- _Directions for this task_
Would you transcribe the line containing "Query: groom" and every line after it, through the end of the records below, exactly and with nothing else?

- _Data extract_
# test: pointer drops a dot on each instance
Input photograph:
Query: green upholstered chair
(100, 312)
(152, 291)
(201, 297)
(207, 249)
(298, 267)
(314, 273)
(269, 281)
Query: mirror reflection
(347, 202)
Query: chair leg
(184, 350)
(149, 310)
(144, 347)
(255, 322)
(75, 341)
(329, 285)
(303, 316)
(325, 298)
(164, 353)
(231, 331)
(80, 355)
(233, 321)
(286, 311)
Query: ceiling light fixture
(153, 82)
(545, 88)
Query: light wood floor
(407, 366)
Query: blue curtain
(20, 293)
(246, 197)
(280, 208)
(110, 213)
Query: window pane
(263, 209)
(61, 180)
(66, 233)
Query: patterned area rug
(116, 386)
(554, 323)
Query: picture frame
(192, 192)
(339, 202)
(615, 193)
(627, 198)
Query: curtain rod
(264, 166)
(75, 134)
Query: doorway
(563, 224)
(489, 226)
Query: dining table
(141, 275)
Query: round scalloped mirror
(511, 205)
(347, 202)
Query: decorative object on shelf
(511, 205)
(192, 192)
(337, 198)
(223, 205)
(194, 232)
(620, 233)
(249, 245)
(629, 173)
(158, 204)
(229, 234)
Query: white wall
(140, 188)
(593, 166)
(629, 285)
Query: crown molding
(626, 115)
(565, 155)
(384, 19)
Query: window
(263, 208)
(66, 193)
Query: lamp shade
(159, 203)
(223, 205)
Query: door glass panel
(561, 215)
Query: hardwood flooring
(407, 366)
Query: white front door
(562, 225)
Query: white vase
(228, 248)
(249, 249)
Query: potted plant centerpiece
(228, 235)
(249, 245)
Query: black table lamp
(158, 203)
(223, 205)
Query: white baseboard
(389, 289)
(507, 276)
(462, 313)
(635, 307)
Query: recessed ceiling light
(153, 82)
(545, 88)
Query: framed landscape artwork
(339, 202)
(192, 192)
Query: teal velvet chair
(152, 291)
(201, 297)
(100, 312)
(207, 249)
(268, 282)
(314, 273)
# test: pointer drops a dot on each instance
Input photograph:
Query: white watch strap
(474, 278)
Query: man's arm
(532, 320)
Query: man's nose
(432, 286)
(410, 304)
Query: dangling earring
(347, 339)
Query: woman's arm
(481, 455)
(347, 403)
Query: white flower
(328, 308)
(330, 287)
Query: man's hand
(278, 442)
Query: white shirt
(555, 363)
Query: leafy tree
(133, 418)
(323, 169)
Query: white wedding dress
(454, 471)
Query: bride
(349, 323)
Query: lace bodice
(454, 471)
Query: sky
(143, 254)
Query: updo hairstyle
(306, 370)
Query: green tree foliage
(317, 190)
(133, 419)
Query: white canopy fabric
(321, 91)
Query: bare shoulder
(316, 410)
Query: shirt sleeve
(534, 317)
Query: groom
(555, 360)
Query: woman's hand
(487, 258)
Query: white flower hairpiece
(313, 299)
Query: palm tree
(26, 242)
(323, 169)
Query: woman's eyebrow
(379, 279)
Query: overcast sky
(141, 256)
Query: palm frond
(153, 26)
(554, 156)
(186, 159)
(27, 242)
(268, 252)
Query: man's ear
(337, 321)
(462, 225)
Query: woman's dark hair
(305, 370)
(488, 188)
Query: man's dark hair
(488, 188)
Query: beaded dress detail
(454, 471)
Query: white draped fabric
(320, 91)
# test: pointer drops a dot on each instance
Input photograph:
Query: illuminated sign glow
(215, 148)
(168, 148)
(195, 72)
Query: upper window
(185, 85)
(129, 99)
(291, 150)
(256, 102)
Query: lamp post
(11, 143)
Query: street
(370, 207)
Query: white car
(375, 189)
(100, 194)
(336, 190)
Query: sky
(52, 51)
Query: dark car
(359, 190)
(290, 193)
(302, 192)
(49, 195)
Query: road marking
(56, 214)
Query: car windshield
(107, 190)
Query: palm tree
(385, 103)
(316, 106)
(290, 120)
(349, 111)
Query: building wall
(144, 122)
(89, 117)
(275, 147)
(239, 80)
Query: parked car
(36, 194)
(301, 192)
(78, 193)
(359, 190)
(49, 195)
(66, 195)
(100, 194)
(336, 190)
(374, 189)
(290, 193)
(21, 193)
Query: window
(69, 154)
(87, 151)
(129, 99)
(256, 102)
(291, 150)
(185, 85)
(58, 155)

- _Reply_
Query: groom
(555, 360)
Query: woman's hand
(487, 258)
Query: white flower hairpiece
(313, 299)
Query: palm tree
(26, 242)
(323, 169)
Query: woman's eyebrow
(379, 279)
Query: overcast sky
(141, 256)
Query: palm frond
(153, 26)
(554, 156)
(186, 159)
(27, 242)
(268, 252)
Query: man's ear
(337, 321)
(462, 225)
Query: woman's dark hair
(305, 370)
(488, 188)
Query: man's dark hair
(488, 188)
Query: beaded dress detail
(454, 471)
Query: white draped fabric
(320, 91)
# test: pointer drops a dot on each instance
Input photograph:
Query: illuminated sign glow
(215, 148)
(168, 148)
(195, 72)
Query: upper window
(185, 85)
(129, 99)
(291, 150)
(256, 102)
Query: lamp post
(11, 143)
Query: street
(370, 207)
Query: white car
(375, 189)
(100, 194)
(336, 190)
Query: sky
(52, 51)
Query: dark car
(359, 190)
(290, 193)
(302, 192)
(49, 195)
Query: road marking
(56, 214)
Query: car windshield
(107, 190)
Query: palm tree
(385, 103)
(316, 106)
(290, 120)
(349, 111)
Query: building wall
(144, 122)
(89, 117)
(275, 147)
(239, 80)
Query: parked car
(36, 194)
(301, 192)
(78, 193)
(359, 190)
(49, 195)
(66, 195)
(100, 194)
(336, 190)
(374, 189)
(290, 193)
(21, 193)
Query: window
(69, 154)
(87, 151)
(129, 99)
(256, 102)
(291, 150)
(185, 85)
(58, 155)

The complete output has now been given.